Autor: Basarâm Ștefan
Grupa: 333CD

This project consists of a game console featuring popular retro games such as Snake, Pong and Asteroids. It uses as control inputs a button and a joystick, with an ultra-wide display composed of 2 LED 8×8 matrices and a buzzer for audio feedback.

The purpose of this device is to facilitate a unique gaming experience in a portable package which aims to capture the golden period of arcade games from the 1980s. This console offers a unique handling to players today who are used to playing games on their phones and desktops/laptops.

My inspiration comes mainly from my existing passion for graphic and game design. Having limited resources, I decided examples from the first generation of video games are the most suited.

The biggest audience for this device are the teens who have an affinity for old-school video games who would thoroughly enjoy a similar gaming experience to the one provided by arcade cabinets, all available in a neat and portable package similar to actual game consoles on the market.

• When the console is powered on, a little start-up animation plays on the main display, scrolling the console name and then the first game out of three (Snake) automatically starts.

• The analog joystick is used to move the characters and the dedicated button is used for firing or adjusting the game difficulty.
  
• If a player wishes to skip a game, they can do so by pressing twice on the button integrated in the joystick in quick succesion.

• Every frame, the game updates its game state, reads user input and draws the result to the main display formed of two 8×8 LED matrices.
• If the game detects an entity collision or a decision is being prompted, the buzzer will be triggered to provide an auditory feedback.

• For each of the three games the player has 3 lives. These are represented by the 3 color LEDs arranged in an LED array which are colored red, yellow and green from left to right.

AIM OF THE TASK
For each statement, decide whether it agrees with the console project description and back your yes or no with the words from the description that settle it. (a) The console's display is built from two 8×8 LED matrices. (b) A player skips a game by pressing the dedicated button once. (c) Pong is the game that starts automatically after the start-up animation.

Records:

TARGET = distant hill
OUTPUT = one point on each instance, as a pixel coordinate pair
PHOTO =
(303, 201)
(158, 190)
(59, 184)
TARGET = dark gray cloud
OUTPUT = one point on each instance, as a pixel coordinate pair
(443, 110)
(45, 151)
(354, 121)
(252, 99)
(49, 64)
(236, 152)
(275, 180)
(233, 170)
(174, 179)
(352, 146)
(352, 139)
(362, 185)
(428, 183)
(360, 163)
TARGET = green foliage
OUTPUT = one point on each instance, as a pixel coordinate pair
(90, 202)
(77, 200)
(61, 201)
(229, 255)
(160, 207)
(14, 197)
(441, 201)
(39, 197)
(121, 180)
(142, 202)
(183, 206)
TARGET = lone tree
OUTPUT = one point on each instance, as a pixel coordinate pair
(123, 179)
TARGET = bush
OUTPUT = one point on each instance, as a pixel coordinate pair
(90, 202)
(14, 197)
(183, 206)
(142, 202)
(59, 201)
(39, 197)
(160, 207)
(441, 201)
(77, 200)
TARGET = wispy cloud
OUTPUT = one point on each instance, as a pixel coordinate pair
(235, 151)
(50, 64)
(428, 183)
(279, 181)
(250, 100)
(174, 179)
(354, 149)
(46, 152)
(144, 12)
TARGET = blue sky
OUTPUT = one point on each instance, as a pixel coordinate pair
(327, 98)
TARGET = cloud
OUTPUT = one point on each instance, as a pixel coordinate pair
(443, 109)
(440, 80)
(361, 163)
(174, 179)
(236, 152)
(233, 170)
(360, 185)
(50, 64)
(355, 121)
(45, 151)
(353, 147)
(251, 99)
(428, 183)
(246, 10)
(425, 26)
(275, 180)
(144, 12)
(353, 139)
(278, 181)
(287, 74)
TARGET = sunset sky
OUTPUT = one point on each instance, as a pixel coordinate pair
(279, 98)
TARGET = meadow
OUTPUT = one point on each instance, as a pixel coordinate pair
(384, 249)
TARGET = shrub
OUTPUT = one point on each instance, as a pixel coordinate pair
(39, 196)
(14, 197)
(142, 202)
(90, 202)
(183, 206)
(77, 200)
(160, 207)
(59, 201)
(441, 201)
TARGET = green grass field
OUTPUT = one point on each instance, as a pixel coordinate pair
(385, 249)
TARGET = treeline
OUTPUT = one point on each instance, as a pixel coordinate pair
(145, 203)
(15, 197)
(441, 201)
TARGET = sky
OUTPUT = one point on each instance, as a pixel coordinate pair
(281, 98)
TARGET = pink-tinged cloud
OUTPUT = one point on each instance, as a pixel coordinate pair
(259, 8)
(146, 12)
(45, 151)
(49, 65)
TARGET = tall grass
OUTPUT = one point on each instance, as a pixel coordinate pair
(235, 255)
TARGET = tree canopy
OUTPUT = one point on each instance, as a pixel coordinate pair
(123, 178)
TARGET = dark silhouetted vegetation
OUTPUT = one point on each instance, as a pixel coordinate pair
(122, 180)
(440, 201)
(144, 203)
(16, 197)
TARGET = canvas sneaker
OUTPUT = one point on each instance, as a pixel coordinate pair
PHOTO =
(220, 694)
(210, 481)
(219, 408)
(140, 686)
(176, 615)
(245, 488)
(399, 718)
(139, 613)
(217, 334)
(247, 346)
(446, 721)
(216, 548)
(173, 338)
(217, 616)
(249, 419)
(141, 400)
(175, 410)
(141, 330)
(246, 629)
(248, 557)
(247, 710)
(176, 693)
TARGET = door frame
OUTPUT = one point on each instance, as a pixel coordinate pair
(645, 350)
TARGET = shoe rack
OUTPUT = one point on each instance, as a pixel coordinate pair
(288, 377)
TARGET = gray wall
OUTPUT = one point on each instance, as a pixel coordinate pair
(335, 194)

EXERCISE RESPONSE
(a) Yes: "an ultra-wide display composed of 2 LED 8×8 matrices"
(b) No: "by pressing twice on the button integrated in the joystick"
(c) No: "the first game out of three (Snake) automatically starts"